## Extracted text
————

Henk Dop: Namibia Trip Report 2005
We turn left again at Büllsport, the C14 through the mountains is now a extremely smooth, thanks to the padskraper (grader) that we meet - amazing how these machines and their lone operators manage to do this. As usual, we honk and wave in appreciation of the work being done. Then, just as we can almost smell the coffee of Solitaire, a rumbling and flapping sound announces that something is seriously amiss with the right rear tyre. I pull over immediately, but the damage has already been done. A large sharp stone has gone right through the tyre, all air must have been lost in a second or so, the rim is too hot to touch and clearly badly damaged. Maarten and I change the wheel in less than 20 minutes, a considerate fellow tourist not only fails to stop and ask if we’re OK, but throws his speeding dust all over us.
We head for Solitaire, fuel up, and I park the car at the workshop. The mechanic points at the damaged rim and the size of the puncture, putting a tube in (the car carries one among the set of spares) might help, but to throw away the tyre would be better. I can only agree, especially in view of our Kaokoland plans. They do have new tyres for sale, and when it turns out that among these is a Bridgestone Dueller AT of the correct size (we had Duellers last year and they performed wonderfully, just loving the deep sand and mud in Botswana), my mind is quickly made up, and a brand new Dueller is put in place.
While this is being done, I join Marike and Maarten for coffee on the porch. I share my misgivings with them on the Yokohama's: I have simply lost faith in these tyres, and especially loosing a rim in what should have been a straightforward puncture, also considering that we had a similar fast puncture on last year's Duellers without losing the rim, hits me rather hard. My crew agrees, they seem to notice quite well that regardless of any merits that the Yokohama's may have, I simply no longer feel good about them. I hint that I'd actually like to replace the other rear tyre as well, and receive their support. 'Do you have another Dueller?' - yes, they do. Fortunately, Solitaire does accept creditcards – the tyres don’t come cheap!

————

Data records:
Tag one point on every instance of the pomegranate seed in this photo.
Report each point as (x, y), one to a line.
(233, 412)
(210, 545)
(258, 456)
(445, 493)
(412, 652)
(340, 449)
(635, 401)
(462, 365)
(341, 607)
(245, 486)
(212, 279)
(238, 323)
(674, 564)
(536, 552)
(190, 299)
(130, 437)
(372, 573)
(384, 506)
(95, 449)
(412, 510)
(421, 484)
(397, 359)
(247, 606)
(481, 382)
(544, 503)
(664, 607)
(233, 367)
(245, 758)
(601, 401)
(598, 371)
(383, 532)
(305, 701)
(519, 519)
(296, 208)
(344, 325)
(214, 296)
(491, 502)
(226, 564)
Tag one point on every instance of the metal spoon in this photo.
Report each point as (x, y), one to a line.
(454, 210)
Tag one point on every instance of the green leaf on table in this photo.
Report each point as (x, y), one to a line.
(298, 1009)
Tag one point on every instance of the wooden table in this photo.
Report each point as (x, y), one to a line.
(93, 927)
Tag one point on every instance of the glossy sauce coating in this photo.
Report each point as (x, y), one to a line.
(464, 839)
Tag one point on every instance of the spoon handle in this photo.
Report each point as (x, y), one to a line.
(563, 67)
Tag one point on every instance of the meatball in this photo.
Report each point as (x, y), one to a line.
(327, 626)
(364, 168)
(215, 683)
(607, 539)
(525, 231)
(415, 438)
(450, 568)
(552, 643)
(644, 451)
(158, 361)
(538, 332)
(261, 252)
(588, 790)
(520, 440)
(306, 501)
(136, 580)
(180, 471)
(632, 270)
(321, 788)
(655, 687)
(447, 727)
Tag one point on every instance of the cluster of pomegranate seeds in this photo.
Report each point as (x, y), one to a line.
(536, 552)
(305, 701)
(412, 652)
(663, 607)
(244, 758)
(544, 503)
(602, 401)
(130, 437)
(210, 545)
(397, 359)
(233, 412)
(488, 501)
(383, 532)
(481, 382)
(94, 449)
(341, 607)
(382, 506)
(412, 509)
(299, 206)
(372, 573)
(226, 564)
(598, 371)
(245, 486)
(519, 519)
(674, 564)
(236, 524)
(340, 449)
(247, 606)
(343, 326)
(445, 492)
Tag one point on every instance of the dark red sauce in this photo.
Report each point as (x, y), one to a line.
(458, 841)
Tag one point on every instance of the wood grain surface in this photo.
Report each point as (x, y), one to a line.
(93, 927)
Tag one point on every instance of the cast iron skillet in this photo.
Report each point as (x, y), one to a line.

————

## List of tasks
(a) Extract every line of the listing that contains the string "spoon".
(b) Continue the Namibia trip report from the point where it ends.
The trip report has no connection to the listing.

## Per-task answers
(a)
Tag one point on every instance of the metal spoon in this photo.
Tag one point on every instance of the spoon handle in this photo.

(b)
So now the other rear Yokohama is also taken off, as well as the tyre of the spare wheel (an elderly thing with six plugs in it), the Yokohama is put on the spare wheel, whereas the tyre from the spare wheel is strapped to the roof. It takes a bit of work, but by 1100 we're ready to continue with our new pair of Duellers. It feels good, and we make sure that our friendly mechanic gets his share of that feeling.
We now head for the Gaub Pass, amazing how familiar the landscape looks, considering that it has been five years since we last came through here. But then again, few landscapes are so impressive as those in Namibia. We then enter the range of contorted hills to the East of the Kuiseb, bent and folded in every direction, their mica schists glimmering in the noon sun. Work is being carried out on the steep winding road down into and up out of the valley of the Kuiseb - no luxury. After the top of the pass, we turn left and proceed to the lookout point over the Kuiseb, it's starkly eroded landscape and canyons unfolding below us. This is where Henno Martin and his friend Hermann Korn managed to survive for many months out in the desert. Having fled impending war in Germany and moved down to SWA and finding work there, these young geologists also had little appetite for being interned by the South African authorities after the actual outbreak of WWII. So, they moved out into this part of the Namib that they had come to know during their geological explorations.
Martin's book Wenn es Krieg gibt, gehen wir in die Wüste, translated into English as The sheltering desert, is truly a must-read for anyone interested in desert-lore. A path winds down to Martin's camp in this area, named 'Carp's Cliff'. Marike and Maarten walk down the path for a bit, but clearly it goes down quite a long way, longer than we have time for. But at last I get a good look at the landscape that Martin describes, including what he refers to as the 'Gramadoela's', impressive smoothly eroded steep valleys perpendicular to the course of the Kuiseb. No wonder that he found them to be so utterly, if not frighteningly inhospitable.
We continue on the C14 and show Maarten the 'Kries se Rus' campsite where we spent a shivering cold night in 2000 ('Kries se Rus' is usually described as 'the place where a fellow called Kries once had a fine rest', but on a reprint of a 1909 German map that I recently bought, the mountains to the North of Kries se Rus, now called Langer Heinrich Berge, are indicated as 'Kairakarus', probably the original Nama name, which could have easily been bastardised into 'Kries se Rus').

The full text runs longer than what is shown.